_TASK DIRECTIONS_.
Rewrite everything from the start of the records down to and including the line containing "(93, 316), (176, 386)" as a numbered list, leaving out any blank lines.

_WORKING DATA_.
<<<<

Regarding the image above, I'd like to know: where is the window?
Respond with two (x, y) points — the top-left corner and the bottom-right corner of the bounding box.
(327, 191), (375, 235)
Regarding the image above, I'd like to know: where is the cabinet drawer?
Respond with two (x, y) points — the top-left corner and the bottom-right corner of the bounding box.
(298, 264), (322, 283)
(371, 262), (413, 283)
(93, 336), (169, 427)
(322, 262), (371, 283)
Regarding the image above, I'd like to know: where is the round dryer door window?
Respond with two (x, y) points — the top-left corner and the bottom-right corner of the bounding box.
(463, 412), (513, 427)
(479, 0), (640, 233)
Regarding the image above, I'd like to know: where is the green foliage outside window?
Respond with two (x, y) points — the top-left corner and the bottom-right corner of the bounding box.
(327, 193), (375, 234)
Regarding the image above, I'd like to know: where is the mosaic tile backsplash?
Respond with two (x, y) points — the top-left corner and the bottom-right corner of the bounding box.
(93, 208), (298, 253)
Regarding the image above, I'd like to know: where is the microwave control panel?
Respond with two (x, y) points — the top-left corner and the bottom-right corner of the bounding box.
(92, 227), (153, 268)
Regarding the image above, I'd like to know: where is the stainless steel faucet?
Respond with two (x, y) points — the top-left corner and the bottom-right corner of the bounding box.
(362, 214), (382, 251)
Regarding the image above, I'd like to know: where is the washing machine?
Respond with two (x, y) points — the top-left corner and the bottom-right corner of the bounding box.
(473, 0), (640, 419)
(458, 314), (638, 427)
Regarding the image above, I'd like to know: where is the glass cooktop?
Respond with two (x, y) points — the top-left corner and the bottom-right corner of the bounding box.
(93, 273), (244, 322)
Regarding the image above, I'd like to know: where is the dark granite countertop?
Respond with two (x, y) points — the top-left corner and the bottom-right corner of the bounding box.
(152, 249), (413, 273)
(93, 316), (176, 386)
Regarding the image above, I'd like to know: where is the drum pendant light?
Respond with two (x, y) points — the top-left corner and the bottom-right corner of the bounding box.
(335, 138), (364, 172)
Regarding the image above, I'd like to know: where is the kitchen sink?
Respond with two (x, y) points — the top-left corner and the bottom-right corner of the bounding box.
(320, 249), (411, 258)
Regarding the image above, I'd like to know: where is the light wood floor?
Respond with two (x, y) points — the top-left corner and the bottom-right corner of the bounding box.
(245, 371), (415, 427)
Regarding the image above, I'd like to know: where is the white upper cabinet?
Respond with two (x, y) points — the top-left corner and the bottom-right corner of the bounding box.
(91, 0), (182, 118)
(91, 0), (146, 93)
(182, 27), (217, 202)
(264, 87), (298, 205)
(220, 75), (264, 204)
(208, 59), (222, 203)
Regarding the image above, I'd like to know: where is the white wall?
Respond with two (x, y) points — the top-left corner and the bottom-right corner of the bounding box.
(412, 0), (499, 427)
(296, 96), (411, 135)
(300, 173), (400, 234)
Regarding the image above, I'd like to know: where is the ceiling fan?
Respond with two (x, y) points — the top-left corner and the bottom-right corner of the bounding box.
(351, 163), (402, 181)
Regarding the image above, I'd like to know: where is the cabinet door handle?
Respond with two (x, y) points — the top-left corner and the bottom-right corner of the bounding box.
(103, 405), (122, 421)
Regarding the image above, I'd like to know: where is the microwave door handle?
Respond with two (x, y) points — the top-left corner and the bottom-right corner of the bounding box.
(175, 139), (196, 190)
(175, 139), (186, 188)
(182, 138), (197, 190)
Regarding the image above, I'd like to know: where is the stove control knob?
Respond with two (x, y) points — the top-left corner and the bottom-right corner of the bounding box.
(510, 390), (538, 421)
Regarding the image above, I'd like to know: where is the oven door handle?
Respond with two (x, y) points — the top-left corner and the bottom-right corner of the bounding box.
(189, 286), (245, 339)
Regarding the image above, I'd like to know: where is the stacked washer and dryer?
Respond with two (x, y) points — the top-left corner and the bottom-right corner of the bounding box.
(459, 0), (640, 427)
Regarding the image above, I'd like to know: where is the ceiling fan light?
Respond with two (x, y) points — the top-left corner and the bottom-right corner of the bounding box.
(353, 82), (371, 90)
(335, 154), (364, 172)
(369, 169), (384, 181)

>>>>

_RESPONSE TO THIS EXERCISE_.
1. Regarding the image above, I'd like to know: where is the window?
2. Respond with two (x, y) points — the top-left corner and the bottom-right corner of the bounding box.
3. (327, 191), (375, 235)
4. Regarding the image above, I'd like to know: where is the cabinet drawer?
5. Respond with two (x, y) points — the top-left corner and the bottom-right corner of the bounding box.
6. (298, 264), (322, 283)
7. (371, 262), (413, 283)
8. (93, 336), (169, 427)
9. (322, 262), (371, 283)
10. Regarding the image above, I'd like to know: where is the round dryer door window?
11. Respond with two (x, y) points — the top-left corner and the bottom-right corner of the bounding box.
12. (463, 412), (513, 427)
13. (479, 0), (640, 233)
14. Regarding the image above, I'd like to know: where is the green foliage outside window?
15. Respond with two (x, y) points — the top-left corner and the bottom-right corner of the bounding box.
16. (327, 193), (375, 234)
17. Regarding the image above, I'd like to know: where is the mosaic tile backsplash?
18. Respond with two (x, y) points — the top-left corner and the bottom-right corner of the bounding box.
19. (93, 208), (298, 253)
20. Regarding the image above, I'd like to know: where is the microwave control panel?
21. Respond with two (x, y) points — the top-left corner and the bottom-right corner of the bounding box.
22. (92, 227), (153, 268)
23. Regarding the image above, I'd like to know: where is the stainless steel faucet?
24. Respond with two (x, y) points — the top-left corner and the bottom-right corner of the bounding box.
25. (362, 214), (382, 251)
26. Regarding the image above, I'd like to know: where is the washing machine?
27. Respond with two (x, y) points — the top-left corner and the bottom-right corner of the bounding box.
28. (473, 0), (640, 419)
29. (458, 314), (638, 427)
30. Regarding the image above, I'd like to know: where is the glass cooktop?
31. Respond with two (x, y) points — the top-left corner and the bottom-right corner of the bounding box.
32. (93, 273), (244, 322)
33. Regarding the image above, I'd like to know: where is the dark granite countertop?
34. Respond with two (x, y) points — the top-left corner and the bottom-right corner of the bounding box.
35. (152, 249), (413, 273)
36. (93, 316), (176, 386)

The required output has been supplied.